── VORLIEGENDER TEXT
Berauschender Auftakt: Klassik nah dran

Zweibrücken · Mit Klassik-Konzerten in Kneipen auch junge Leute anlocken: Dieses Experiment funktioniert, zeigte der Auftakt des neuen Zweibrücker Mini-Festivals.

 Johanna Ruppert, künstlerische Leiterin des neuen Festivals Klassik nah dran, beeindruckte zum Auftakt am Samstagabend im Erdgeschoss des Gasthaus Sutter auch als Violinistin. Fotos: Norbert Schwarz

Johanna Ruppert, künstlerische Leiterin des neuen Festivals Klassik nah dran, beeindruckte zum Auftakt am Samstagabend im Erdgeschoss des Gasthaus Sutter auch als Violinistin. Fotos: Norbert Schwarz

"Klassik nah dran" ist am Wochenende mit zwei gut besuchten Kneipen-Konzerten erfolgreich gestartet. Ziel des neuen Zweibrücker Festivals ist, abseits der ausgetretenen Konzertpfade insbesondere junge Menschen für klassische Musik zu begeistern.
────
── BEREITGESTELLTES MATERIAL
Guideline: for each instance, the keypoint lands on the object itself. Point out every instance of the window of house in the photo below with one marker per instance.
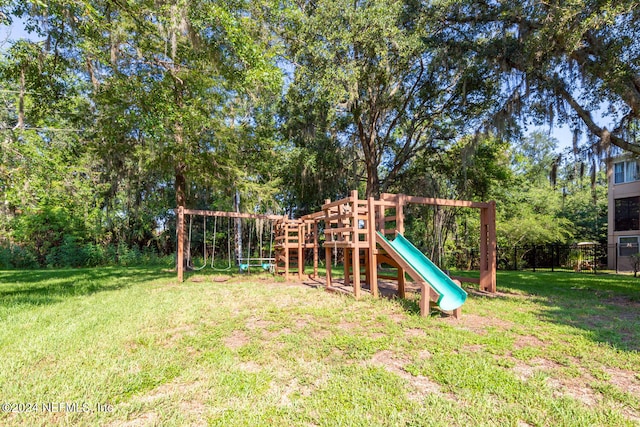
(627, 214)
(628, 245)
(627, 171)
────
» AUFGABENLISTE
(a) Wo fand laut dem Bericht über das Festival der Auftakt am Samstagabend statt?
(b) Stimmen die folgenden Aussagen mit dem Bericht über das Festival überein? (i) Johanna Ruppert ist die künstlerische Leiterin des Festivals. (ii) Das Festival startete mit drei Kneipen-Konzerten. (iii) Das Festival soll vor allem ältere Menschen für klassische Musik gewinnen.
(c) Tausche im Bericht über das Festival „Experiment“ gegen „Vorhaben“ und gib dabei alles von „Berauschender Auftakt: Klassik“ bis hinunter zu „neuen Zweibrücker Mini-Festivals.“ erneut wieder.
Die Zeilen spielen hierbei keine Rolle.

» ANTWORTEN
(a) Im Erdgeschoss des Gasthaus Sutter.

(b)
(i) Ja: „Johanna Ruppert, künstlerische Leiterin des neuen Festivals Klassik nah dran“
(ii) Nein: „mit zwei gut besuchten Kneipen-Konzerten erfolgreich gestartet“
(iii) Nein: „insbesondere junge Menschen für klassische Musik zu begeistern“

(c)
Berauschender Auftakt: Klassik nah dran

Zweibrücken · Mit Klassik-Konzerten in Kneipen auch junge Leute anlocken: Dieses Vorhaben funktioniert, zeigte der Auftakt des neuen Zweibrücker Mini-Festivals.